▶ [What needs to be done]
The required answer is every line of the data containing the word "branching".

*** Given data Section Begins ***

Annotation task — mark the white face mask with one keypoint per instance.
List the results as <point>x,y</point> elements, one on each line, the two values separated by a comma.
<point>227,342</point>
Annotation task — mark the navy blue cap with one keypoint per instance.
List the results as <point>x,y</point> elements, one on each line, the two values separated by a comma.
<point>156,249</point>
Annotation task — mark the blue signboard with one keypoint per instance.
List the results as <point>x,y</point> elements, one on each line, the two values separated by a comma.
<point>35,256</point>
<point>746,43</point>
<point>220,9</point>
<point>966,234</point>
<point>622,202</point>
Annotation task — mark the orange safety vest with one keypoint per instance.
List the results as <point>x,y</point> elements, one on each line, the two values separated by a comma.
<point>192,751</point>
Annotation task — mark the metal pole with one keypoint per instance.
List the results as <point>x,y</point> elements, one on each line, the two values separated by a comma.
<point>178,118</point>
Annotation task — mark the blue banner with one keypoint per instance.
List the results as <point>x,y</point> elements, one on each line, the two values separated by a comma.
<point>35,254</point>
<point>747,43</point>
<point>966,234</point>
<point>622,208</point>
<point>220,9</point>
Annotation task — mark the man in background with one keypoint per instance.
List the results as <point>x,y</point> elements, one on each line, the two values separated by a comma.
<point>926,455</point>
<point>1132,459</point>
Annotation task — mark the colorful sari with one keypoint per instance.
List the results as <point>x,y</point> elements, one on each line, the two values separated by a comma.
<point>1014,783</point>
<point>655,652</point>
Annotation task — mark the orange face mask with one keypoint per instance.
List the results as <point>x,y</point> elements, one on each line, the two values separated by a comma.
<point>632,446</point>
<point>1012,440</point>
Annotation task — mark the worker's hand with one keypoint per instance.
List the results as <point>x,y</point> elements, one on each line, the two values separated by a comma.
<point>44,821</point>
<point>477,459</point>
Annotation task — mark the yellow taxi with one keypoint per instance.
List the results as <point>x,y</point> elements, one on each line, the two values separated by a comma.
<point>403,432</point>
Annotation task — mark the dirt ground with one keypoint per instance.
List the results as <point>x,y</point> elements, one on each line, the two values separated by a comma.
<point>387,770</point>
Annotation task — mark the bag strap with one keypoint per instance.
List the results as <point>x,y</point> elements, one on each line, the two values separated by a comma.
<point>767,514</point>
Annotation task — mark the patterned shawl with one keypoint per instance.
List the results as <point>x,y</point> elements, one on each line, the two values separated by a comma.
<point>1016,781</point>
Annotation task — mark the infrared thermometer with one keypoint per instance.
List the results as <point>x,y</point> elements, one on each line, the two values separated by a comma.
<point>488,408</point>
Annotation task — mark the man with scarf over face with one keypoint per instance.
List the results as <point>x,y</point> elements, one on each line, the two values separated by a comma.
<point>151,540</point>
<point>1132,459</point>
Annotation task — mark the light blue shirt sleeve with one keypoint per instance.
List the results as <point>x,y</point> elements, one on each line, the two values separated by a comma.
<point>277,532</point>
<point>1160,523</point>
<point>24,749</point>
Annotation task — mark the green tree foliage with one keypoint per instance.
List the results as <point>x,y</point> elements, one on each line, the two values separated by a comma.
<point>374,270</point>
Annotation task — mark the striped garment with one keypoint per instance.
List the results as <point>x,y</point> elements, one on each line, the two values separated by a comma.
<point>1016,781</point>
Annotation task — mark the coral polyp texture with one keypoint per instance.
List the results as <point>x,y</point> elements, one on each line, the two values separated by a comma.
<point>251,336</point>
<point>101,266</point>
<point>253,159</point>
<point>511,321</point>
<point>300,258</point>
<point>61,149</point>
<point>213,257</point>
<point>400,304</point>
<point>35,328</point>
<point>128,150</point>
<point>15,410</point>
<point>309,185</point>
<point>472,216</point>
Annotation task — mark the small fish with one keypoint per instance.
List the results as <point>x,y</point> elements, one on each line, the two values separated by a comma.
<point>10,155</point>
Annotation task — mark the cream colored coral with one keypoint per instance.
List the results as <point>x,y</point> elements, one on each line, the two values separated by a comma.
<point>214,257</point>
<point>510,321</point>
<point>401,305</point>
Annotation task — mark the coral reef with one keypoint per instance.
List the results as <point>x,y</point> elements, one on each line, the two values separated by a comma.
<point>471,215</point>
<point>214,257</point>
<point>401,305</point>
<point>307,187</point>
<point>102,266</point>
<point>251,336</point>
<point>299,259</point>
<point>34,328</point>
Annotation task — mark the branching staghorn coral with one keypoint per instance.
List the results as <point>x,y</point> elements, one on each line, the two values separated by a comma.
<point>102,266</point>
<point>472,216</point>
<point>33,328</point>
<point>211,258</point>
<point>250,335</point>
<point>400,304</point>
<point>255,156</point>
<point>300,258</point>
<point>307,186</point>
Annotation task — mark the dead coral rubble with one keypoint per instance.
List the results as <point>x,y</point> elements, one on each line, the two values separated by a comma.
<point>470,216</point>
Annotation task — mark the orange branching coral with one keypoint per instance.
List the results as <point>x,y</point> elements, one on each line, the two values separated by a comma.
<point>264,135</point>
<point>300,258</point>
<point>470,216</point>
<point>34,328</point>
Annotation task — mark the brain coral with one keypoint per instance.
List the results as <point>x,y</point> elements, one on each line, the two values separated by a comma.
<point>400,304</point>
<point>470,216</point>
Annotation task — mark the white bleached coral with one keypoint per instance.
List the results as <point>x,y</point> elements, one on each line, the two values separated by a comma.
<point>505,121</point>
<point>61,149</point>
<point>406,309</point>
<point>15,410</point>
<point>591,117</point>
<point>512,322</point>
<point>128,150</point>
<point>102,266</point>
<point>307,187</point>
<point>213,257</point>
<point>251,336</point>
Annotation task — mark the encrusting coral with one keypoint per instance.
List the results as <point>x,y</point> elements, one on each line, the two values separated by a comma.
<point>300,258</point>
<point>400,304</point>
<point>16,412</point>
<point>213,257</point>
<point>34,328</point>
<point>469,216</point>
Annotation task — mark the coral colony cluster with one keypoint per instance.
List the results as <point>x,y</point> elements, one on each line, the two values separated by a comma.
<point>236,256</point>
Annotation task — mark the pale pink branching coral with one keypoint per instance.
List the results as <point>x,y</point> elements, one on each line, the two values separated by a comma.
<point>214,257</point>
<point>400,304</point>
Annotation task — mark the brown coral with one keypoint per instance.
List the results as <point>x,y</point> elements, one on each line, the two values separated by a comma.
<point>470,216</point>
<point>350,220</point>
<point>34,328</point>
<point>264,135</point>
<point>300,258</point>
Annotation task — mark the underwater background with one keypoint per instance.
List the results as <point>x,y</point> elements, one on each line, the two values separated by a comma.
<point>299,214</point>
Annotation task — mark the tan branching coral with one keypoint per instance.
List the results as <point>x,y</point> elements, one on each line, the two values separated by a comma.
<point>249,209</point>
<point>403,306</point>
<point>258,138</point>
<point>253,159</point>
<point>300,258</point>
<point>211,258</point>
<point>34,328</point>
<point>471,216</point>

*** Given data Section Ends ***

▶ [Exercise output]
Annotation task — mark the branching staghorn coral with one keypoint per instance.
Annotation task — mark the orange branching coral with one keypoint per instance.
Annotation task — mark the pale pink branching coral with one keypoint per instance.
Annotation task — mark the tan branching coral with one keypoint per instance.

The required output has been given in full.